→ **Task instructions**
Give back the records below exactly, every one, with no pictures.

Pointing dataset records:
....................
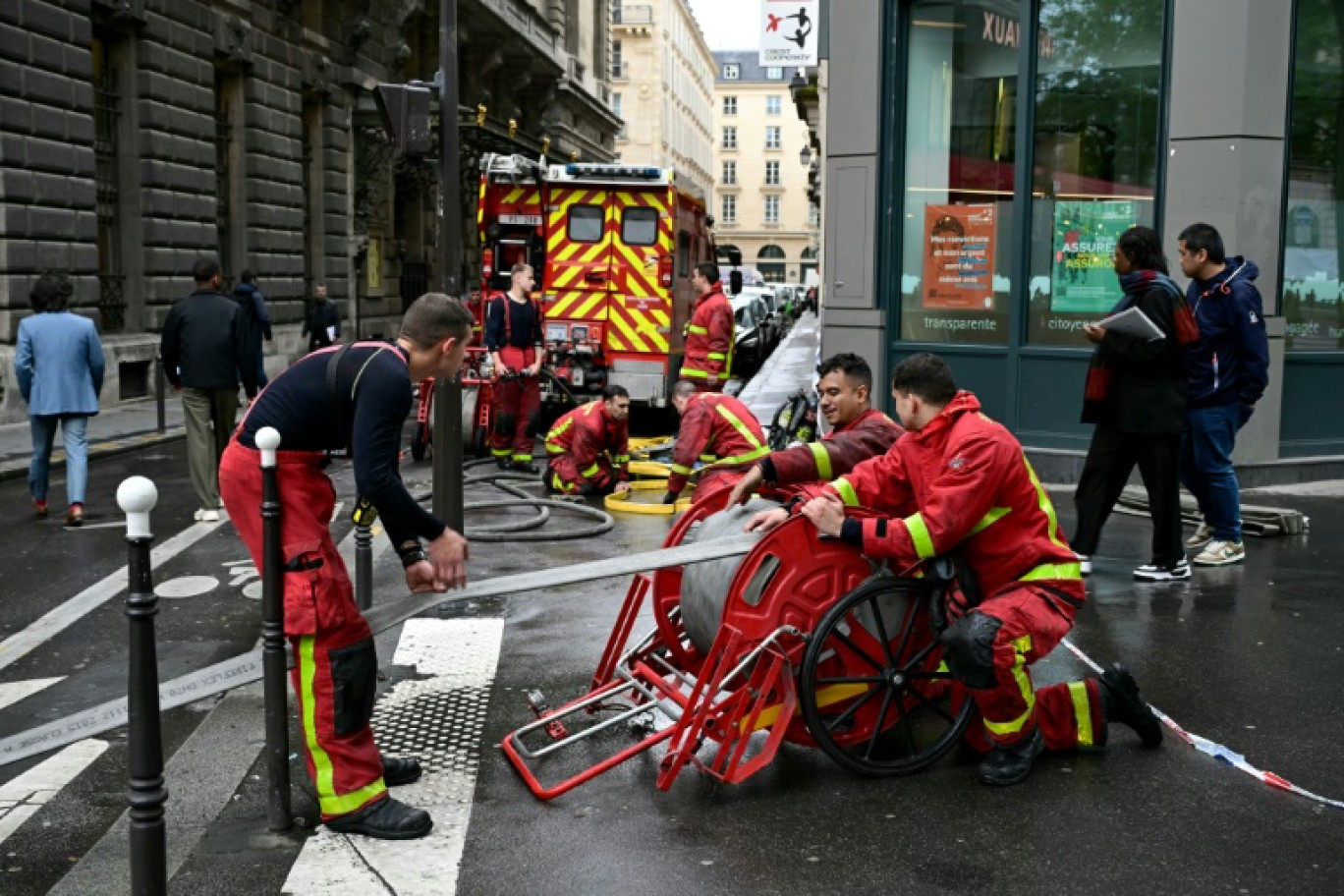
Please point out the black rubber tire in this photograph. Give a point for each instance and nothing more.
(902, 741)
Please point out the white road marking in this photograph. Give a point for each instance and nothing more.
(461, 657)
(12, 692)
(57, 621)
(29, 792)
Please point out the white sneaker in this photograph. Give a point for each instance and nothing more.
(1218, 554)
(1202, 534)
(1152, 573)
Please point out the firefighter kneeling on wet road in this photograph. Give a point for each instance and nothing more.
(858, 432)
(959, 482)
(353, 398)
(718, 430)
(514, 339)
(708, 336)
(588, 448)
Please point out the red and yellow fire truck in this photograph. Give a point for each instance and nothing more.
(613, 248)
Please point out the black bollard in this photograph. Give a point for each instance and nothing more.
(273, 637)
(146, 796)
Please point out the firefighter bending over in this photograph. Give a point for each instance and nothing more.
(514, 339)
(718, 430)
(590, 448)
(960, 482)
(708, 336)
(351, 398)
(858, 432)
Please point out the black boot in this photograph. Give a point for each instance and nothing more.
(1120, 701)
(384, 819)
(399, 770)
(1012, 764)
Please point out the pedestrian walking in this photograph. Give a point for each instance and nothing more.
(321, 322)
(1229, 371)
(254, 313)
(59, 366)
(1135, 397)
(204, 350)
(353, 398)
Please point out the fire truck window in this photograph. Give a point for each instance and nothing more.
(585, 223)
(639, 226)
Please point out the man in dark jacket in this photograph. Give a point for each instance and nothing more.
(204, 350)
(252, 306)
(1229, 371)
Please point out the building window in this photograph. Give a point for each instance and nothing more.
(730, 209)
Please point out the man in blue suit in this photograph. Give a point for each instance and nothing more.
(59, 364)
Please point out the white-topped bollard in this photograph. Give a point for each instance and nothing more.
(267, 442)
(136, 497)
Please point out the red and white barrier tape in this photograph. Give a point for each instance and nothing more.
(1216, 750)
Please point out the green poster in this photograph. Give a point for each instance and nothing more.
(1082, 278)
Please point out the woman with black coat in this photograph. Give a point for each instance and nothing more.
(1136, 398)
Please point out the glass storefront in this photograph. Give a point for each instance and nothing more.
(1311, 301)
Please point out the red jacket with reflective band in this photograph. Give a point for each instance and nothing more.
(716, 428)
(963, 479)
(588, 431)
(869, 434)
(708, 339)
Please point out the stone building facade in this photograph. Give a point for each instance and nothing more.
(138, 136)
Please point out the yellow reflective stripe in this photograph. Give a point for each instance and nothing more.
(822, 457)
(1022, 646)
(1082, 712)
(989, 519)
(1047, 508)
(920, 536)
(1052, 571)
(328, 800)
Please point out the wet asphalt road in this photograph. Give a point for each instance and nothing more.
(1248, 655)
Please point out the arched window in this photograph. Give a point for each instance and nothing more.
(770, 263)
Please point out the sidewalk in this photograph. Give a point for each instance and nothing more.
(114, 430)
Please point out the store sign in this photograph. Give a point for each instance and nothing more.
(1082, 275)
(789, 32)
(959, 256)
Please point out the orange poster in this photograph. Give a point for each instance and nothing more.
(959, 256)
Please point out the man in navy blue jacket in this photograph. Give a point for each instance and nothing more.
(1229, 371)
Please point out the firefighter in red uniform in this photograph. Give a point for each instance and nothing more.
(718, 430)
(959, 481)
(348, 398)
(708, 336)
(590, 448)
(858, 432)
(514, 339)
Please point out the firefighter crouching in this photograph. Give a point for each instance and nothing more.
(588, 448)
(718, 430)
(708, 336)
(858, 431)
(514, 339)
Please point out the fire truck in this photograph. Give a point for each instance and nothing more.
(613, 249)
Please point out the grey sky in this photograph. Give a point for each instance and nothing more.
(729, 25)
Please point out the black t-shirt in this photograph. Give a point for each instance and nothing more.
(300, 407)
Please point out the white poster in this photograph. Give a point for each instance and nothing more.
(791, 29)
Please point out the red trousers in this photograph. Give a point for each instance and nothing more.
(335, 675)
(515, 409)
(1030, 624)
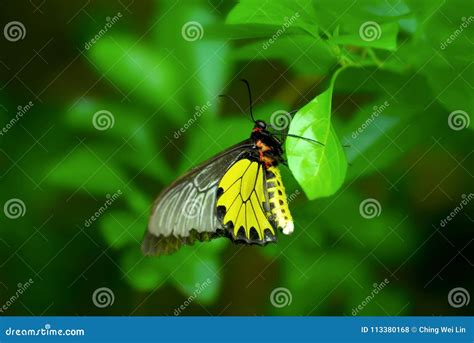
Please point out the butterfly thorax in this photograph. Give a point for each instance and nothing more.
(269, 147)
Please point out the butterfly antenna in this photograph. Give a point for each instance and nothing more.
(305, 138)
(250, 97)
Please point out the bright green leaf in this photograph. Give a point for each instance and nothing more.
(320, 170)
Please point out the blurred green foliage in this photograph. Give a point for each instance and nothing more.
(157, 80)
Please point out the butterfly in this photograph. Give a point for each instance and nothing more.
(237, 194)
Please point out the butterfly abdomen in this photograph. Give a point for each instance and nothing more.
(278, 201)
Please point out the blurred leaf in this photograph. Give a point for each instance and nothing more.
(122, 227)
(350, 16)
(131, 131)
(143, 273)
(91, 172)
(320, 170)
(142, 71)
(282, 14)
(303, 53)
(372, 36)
....................
→ **Worked answer**
Please point out the black rubber tire in this photograph. Give a point for each instance and nothing more.
(902, 741)
Please point out the white road marking in this photograph. Give a point for each instance and nothing more.
(461, 657)
(12, 692)
(57, 621)
(29, 792)
Please point out the white sneaker in this photograph. Give a point for each instance and nothing more.
(1218, 554)
(1202, 534)
(1152, 573)
Please point out the firefighter kneeling on wet road in this photograph. Give a point for each instance and nothing more.
(858, 432)
(959, 482)
(353, 398)
(718, 430)
(514, 339)
(708, 336)
(588, 448)
Please point out the red and yellow fire truck in this photograph. Give a point for each instance and nothing more.
(613, 248)
Please point out the black bollard in this photograph. Give a point for each instance and nothing more.
(273, 637)
(146, 796)
Please point out the firefighter bending over in this photograph. Give a point for each instance and nothing more.
(514, 339)
(718, 430)
(590, 448)
(960, 482)
(708, 336)
(351, 398)
(858, 432)
Please point out the black boot in this photograph. Give a point for each instance and nothing more.
(1120, 701)
(384, 819)
(399, 770)
(1012, 764)
Please point out the pedestrian walking in this photograph. Give a point for each instance and nothing more.
(321, 322)
(1229, 371)
(254, 313)
(59, 366)
(1135, 397)
(204, 350)
(353, 398)
Please point out the fire truck window in this photograph. Give a point for each instance and nothing more.
(585, 223)
(639, 226)
Please point out the man in dark jacket in this photograph. Give a point for each instance and nothing more.
(204, 350)
(252, 306)
(1229, 371)
Please point out the building window in this photograph. Give a point for each instance and nothing more.
(730, 209)
Please point out the man in blue suit in this photograph. Give a point for each instance and nothing more.
(59, 364)
Please point out the white-topped bollard in this photograph. Give a point for each instance and nothing more.
(267, 442)
(136, 497)
Please point out the red and white barrier tape in this photograph. Give a point for each instance and nothing more.
(1216, 750)
Please point out the green poster in this photograph. Give a point for each instance and nothing more.
(1082, 278)
Please point out the woman with black coat in this photograph. Give a point for each instance and nothing more.
(1136, 398)
Please point out the glass storefront in this photograph. Give a point for each instance and nothing more.
(1311, 301)
Please point out the red jacket with reflective band in this photograph. Give a point for each instance and nothing more.
(716, 428)
(963, 479)
(588, 431)
(869, 434)
(708, 339)
Please point out the stone building facade in this photograph. Give a point for each instance and nothing more.
(138, 136)
Please point out the yellow reflective stripe in this photograph. Give a point for each instance and nothing more.
(822, 457)
(1022, 646)
(1082, 712)
(989, 519)
(1047, 508)
(920, 536)
(1052, 571)
(328, 800)
Please point out the wet asphalt road in this photograph. Give a point for each instance and nothing more.
(1248, 655)
Please point out the arched window in this photograph. Give a point for each instance and nothing more.
(770, 263)
Please point out the sidewalk in this photograph. Give a point for each instance and nothing more.
(114, 430)
Please point out the store sign in this photograph. Give a point for each instance and nothing more.
(1082, 275)
(789, 32)
(959, 256)
Please point out the orange poster in this photograph. Give a point for each instance and nothing more.
(959, 256)
Please point out the man in navy blue jacket in this photograph. Give a point for each instance and nothing more.
(1229, 371)
Please point out the firefighter in red uniform in this photograph. Give a point for each instance and nothing more.
(718, 430)
(959, 481)
(348, 398)
(708, 336)
(590, 448)
(858, 432)
(514, 339)
Please point out the firefighter crouching in this photograph. Give a point for each instance and nothing more.
(588, 448)
(718, 430)
(708, 336)
(858, 431)
(514, 339)
Please point out the fire truck in this photograph. Give a point for each instance and nothing more.
(613, 249)
Please point out the grey sky in this photograph. Give a point for each instance and nothing more.
(729, 25)
Please point out the black t-shirt in this photograph. Give a point for each instance and nothing more.
(300, 407)
Please point out the white poster in this photograph. Give a point for each instance and nothing more.
(791, 29)
Please point out the red trousers in this photograph. Give a point for each instance and nothing more.
(335, 675)
(515, 409)
(1030, 624)
Please point out the butterfly thorax in this photograph. Give a point for each instance and nothing more.
(269, 147)
Please point out the butterfly antenna in this photograph. Give a point for each instance and nothing more.
(305, 138)
(250, 97)
Please point out the bright green leaf in this photograph. Give a point for each instance and nothing more.
(320, 170)
Please point out the blurred green foliage in this photograph. Give a point for each instance and nothing more.
(157, 80)
Please point out the butterfly in this photograph. Give a point for each instance and nothing more.
(237, 194)
Please point out the butterfly abdomen in this photograph. Give a point for each instance and nothing more.
(278, 201)
Please point out the blurred leaf in this photograph. Give a point for each instance and nothing more.
(122, 227)
(350, 16)
(131, 131)
(143, 273)
(91, 172)
(320, 170)
(142, 71)
(282, 14)
(303, 53)
(372, 36)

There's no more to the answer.